TASK >>
Rewrite every line of the material, beginning at the line that contains "Question. Put a marker on each instance of the black handbag" and continuing through its final line, and leave the wording and the sample coordinates unchanged. Scale only the answer coordinates: multiply each by 1.9 and round it to a whole number, with halves rounded up.
Start of ROWS
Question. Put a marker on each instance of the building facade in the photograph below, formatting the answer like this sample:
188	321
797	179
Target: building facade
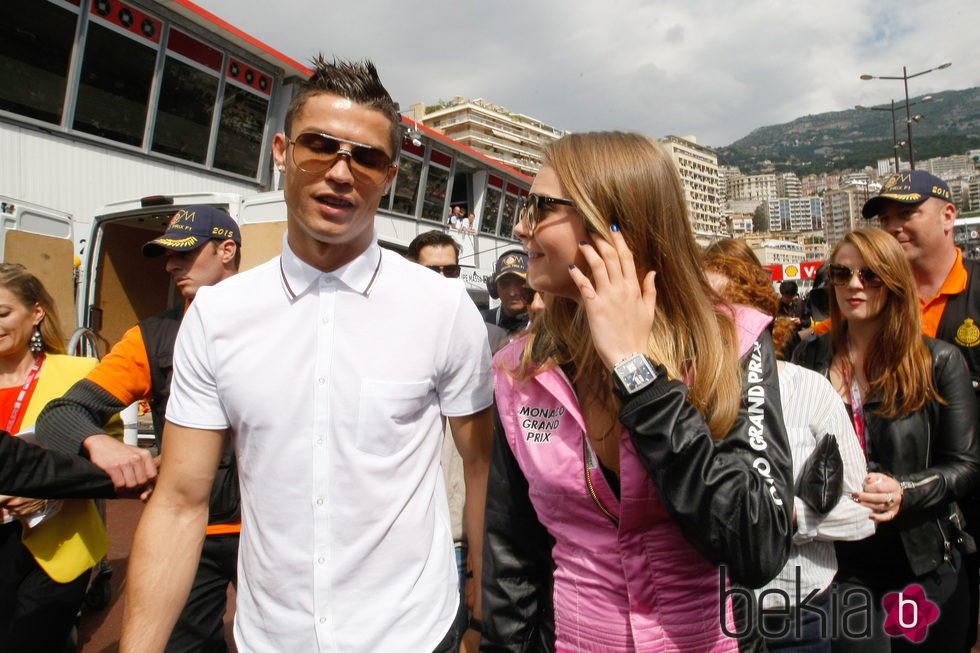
513	139
842	213
789	185
698	168
757	188
795	214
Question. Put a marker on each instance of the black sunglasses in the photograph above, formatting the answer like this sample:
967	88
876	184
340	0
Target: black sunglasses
532	204
840	275
316	153
451	271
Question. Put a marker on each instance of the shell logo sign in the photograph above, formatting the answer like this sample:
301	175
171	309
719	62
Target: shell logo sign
804	270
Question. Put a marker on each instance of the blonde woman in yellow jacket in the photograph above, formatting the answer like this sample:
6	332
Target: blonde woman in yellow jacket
46	547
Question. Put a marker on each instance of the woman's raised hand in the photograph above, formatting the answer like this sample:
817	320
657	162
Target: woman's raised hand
620	307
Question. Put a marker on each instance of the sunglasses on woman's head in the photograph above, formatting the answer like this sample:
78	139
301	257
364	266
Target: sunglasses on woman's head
533	205
316	153
840	275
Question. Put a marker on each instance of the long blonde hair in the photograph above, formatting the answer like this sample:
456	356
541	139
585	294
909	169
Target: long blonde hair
30	291
898	365
629	180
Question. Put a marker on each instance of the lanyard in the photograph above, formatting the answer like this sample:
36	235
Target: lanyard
19	403
857	407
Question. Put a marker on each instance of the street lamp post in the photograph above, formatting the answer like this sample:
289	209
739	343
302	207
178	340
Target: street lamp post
908	116
896	144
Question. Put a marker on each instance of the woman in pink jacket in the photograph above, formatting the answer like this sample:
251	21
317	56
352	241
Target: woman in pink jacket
638	469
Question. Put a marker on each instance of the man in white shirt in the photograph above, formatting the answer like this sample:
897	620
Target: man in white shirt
335	415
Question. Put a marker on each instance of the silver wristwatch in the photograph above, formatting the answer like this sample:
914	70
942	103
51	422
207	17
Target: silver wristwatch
634	373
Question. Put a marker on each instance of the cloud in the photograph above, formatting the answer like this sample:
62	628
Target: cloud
708	68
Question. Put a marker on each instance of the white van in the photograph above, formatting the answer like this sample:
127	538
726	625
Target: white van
41	239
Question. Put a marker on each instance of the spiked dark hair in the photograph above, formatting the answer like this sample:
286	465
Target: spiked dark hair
357	81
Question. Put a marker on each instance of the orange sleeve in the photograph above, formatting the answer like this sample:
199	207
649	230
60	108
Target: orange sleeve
125	371
821	327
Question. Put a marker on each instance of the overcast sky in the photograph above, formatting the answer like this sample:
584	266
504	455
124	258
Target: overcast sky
714	69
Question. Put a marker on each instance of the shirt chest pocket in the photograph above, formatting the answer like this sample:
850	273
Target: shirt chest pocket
388	415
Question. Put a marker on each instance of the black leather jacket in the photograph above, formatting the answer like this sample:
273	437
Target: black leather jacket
933	453
732	499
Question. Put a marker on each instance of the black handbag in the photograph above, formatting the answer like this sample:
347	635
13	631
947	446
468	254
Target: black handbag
822	479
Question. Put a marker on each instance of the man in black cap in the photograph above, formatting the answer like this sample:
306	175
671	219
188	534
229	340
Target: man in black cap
509	284
917	208
202	245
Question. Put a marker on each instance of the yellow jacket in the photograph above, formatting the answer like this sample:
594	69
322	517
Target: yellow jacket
72	541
End of ROWS
ANSWER TO THIS TASK >>
Question. Put a marker on each instance of the black handbag in the photograph above, formatting the answer like this sample:
347	635
13	631
947	446
468	254
Target: black handbag
1562	910
Question. Put a marker on each instance of the man in black cap in the photograph above, formatting the answer like this sample:
306	175
671	219
188	534
229	340
Target: man in black cap
967	540
1742	395
384	466
Question. Put a marker on each instance of the yellow jacket in the photograph above, formatting the answer like this sample:
594	69
322	517
Target: yellow jacket
137	1028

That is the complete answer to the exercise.